• [Problem statement]: Will you quote all of the entries, word for word?

• [Data for analysis]:

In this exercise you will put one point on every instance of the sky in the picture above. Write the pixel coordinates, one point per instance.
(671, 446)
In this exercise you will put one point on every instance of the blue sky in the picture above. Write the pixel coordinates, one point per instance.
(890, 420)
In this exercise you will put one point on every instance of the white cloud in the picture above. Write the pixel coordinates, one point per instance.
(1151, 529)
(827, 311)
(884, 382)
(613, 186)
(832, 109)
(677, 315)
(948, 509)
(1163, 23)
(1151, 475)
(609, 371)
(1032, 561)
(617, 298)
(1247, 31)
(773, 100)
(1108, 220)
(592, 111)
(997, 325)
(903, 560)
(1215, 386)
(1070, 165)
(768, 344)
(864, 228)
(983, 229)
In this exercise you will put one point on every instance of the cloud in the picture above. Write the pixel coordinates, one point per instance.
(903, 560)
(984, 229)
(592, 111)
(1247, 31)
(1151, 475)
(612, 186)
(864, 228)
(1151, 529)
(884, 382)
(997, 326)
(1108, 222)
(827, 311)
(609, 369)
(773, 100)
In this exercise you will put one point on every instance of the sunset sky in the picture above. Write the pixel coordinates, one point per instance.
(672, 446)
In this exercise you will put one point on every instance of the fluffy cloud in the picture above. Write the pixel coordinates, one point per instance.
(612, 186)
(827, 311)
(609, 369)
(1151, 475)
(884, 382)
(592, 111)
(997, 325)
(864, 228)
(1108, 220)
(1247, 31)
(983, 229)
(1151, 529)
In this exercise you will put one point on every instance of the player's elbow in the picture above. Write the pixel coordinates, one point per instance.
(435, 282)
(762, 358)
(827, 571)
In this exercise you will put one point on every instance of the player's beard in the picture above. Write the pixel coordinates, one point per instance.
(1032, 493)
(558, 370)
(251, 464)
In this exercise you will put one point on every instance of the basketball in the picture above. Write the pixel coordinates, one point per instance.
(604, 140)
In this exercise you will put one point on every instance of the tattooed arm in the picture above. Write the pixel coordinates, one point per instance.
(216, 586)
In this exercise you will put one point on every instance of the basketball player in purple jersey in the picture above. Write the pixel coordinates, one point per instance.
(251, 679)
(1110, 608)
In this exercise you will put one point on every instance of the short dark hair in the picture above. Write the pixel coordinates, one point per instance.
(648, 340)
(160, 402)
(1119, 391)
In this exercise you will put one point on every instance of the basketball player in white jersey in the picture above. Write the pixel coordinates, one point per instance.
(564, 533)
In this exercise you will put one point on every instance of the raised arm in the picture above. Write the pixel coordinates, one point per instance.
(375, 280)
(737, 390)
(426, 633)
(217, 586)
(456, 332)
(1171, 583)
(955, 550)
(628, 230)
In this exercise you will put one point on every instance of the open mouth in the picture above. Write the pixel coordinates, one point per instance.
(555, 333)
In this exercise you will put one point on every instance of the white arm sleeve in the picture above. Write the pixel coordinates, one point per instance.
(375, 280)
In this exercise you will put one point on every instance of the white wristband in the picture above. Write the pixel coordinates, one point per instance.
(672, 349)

• [The answer]:
In this exercise you will put one point on every instance of the sky in the picture above. Write the pixel coordinates, one point per instance.
(671, 446)
In this exercise you will put one point on every instance of the blue sky in the picture above. Write the pixel coordinates, one point per instance.
(890, 420)
In this exercise you will put one point on every instance of the white cloud in the picture above. Write the pixel coordinates, one point per instance.
(1151, 529)
(827, 311)
(884, 382)
(613, 186)
(832, 109)
(677, 315)
(948, 509)
(1163, 23)
(1151, 475)
(609, 371)
(1032, 561)
(617, 298)
(1247, 31)
(773, 100)
(1108, 220)
(592, 111)
(997, 325)
(903, 560)
(1215, 386)
(1070, 165)
(768, 344)
(864, 228)
(983, 229)
In this exercise you will put one point on every instance of the cloud in the picture above. Write the pixel coordinates, one point per instance.
(903, 560)
(984, 229)
(592, 111)
(1247, 31)
(1151, 475)
(612, 186)
(864, 228)
(1151, 529)
(884, 382)
(997, 326)
(1108, 222)
(827, 311)
(609, 369)
(773, 100)
In this exercise you will put one point on every instance of the sunset sky in the picture above. Write the pixel coordinates, one point per instance.
(672, 446)
In this exercise you will put one point on every instance of the fluffy cloud in the picture above. Write the pixel coordinates, one point per instance.
(612, 186)
(827, 311)
(609, 369)
(1151, 475)
(884, 382)
(592, 111)
(997, 325)
(864, 228)
(1108, 220)
(1247, 31)
(983, 229)
(1151, 529)
In this exercise you will put one point on every instance of the player's elbow in the picture above. Write the pixel coordinates, one point per instance.
(435, 282)
(762, 358)
(827, 571)
In this exercise you will put one point on every instance of the player's beard in the picture above. Write the pixel coordinates, one point per instance.
(1032, 493)
(558, 370)
(251, 464)
In this exercise you will put one point on every instance of the basketball in the picture above. Write the pixel coordinates, one point per instance.
(604, 140)
In this exercise you will put one point on every instance of the tattooed arm in the picture above. Write the pixel coordinates, one point per instance.
(216, 586)
In this exercise you will put one point on every instance of the basketball player in purple jersey in the picture above. Write the pixel coordinates, one point per instance.
(251, 679)
(1110, 608)
In this exercise you will put one point on every instance of the short dark hair in the picture above. Write the pixel coordinates, one point per instance.
(648, 340)
(160, 402)
(1119, 391)
In this exercise you will put one point on every instance of the basketball player in white jersey in the picture above. Write the pixel coordinates, one point per instance.
(564, 533)
In this exercise you will put one point on every instance of the raised arm in the picture above. Write the pixel coordinates, one point per instance.
(375, 280)
(737, 390)
(426, 633)
(217, 586)
(456, 332)
(1171, 583)
(955, 550)
(628, 230)
In this exercise you will put one point on every instance of the open mouth in the picture above. Write the pixel coordinates, one point per instance.
(555, 333)
In this exercise you will put one point on every instance of the white arm sleeve in the picture above. Write the pixel coordinates, one point per instance.
(375, 280)
In this exercise you will put one point on every instance of the white wristband in the picture above. Write the pixel coordinates, one point per instance.
(672, 349)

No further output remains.